* EXTRACTED ENTRIES *
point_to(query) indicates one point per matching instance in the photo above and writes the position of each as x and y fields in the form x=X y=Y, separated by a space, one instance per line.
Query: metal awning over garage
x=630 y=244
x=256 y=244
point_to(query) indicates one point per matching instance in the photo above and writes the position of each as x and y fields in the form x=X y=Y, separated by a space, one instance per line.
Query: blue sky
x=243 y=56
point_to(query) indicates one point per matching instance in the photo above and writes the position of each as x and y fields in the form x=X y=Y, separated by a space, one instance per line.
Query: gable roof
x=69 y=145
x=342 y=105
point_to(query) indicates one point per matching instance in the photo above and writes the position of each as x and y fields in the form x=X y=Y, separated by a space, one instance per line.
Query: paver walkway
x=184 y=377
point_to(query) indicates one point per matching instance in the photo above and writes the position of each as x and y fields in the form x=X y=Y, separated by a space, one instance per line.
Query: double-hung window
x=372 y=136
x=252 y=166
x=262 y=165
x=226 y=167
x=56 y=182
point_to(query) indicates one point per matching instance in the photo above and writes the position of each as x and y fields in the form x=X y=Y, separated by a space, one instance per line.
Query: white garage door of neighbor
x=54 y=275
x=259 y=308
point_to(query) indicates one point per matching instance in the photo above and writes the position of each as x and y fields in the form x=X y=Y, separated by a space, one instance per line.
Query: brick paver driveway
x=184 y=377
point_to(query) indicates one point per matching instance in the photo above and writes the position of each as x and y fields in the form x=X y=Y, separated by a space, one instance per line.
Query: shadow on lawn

* WHAT THE TASK ASKS *
Your answer should be the data above, retyped in full and unaltered.

* TASK RESULT *
point_to(query) indicates one point per matching instance in the photo above and writes the position of each as x and y fields in the form x=X y=Y, separated by a space, one instance per line.
Query: metal awning over garage
x=630 y=244
x=256 y=244
point_to(query) indicates one point per matching instance in the photo above and writes the position of each as x and y fields in the form x=X y=Y, separated by a space, one instance per line.
Query: blue sky
x=243 y=56
point_to(query) indicates one point per matching instance in the photo above and writes the position of each as x and y fields in the form x=X y=Y, separated by a space, one instance per line.
Query: gable roof
x=69 y=145
x=342 y=105
point_to(query) indicates one point per matching instance in the photo above and writes the position of each as x and y fields in the form x=X y=Y, separated by a space, one instance per line.
Query: paver walkway
x=184 y=377
point_to(query) indicates one point per matching instance in the photo above and writes the position of each as x and y fields in the form x=X y=Y, separated by a space, one instance per line.
Query: double-hung window
x=372 y=136
x=252 y=166
x=262 y=165
x=226 y=167
x=56 y=182
point_to(query) indicates one point per matching instance in the photo above and writes the position of each as x and y fields in the form x=X y=Y, separated by a space, one instance per line.
Query: white garage door of neighbor
x=54 y=275
x=259 y=308
point_to(query) indicates one point per matching instance in the photo above and writes the position of each as x and y fields in the form x=X y=Y, separated by a space, one instance per line.
Query: brick paver driveway
x=184 y=377
point_to(query) indicates one point per matching instance in the photo above and writes the position of each as x and y fields in the form x=X y=Y, separated by a space, one instance per line.
Query: shadow on lawn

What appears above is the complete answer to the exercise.